→ DIRECTIONS FOR THIS TASK: Arrange the records from their first line through the line containing "point(97, 276)" as a numbered list, leaving out any blank lines.

→ DATA SHOWN:
======
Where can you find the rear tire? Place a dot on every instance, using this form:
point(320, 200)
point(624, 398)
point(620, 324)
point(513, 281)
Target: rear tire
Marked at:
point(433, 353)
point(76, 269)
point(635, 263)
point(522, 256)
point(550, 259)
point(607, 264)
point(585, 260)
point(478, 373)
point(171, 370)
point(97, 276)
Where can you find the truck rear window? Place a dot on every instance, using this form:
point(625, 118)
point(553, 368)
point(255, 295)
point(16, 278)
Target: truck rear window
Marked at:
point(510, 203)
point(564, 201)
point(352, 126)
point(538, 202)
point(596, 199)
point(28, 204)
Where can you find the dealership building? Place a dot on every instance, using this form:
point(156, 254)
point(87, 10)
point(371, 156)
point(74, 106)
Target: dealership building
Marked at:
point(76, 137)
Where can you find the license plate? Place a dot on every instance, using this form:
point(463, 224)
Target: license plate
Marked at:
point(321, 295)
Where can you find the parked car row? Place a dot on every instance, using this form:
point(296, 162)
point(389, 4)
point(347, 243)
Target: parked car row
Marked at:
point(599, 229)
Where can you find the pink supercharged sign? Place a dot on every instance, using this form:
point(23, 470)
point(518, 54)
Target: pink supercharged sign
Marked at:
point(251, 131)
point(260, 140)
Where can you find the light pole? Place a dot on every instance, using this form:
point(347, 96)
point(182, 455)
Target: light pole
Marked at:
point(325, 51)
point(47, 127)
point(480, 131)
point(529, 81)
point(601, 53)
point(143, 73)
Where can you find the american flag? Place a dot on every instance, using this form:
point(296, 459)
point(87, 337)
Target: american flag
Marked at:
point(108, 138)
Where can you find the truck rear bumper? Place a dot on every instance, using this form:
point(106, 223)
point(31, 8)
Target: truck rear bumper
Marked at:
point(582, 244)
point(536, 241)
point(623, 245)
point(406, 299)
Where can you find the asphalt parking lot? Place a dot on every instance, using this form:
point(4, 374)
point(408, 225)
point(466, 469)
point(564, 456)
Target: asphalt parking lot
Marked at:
======
→ ANSWER FOR THIS EXERCISE:
1. Where can you find the rear tire? Place a dot on every instance, using this form:
2. point(320, 200)
3. point(624, 398)
4. point(620, 324)
5. point(513, 281)
6. Target: rear tire
7. Marked at:
8. point(433, 353)
9. point(76, 269)
10. point(635, 263)
11. point(522, 256)
12. point(550, 259)
13. point(607, 264)
14. point(585, 260)
15. point(478, 373)
16. point(171, 370)
17. point(97, 276)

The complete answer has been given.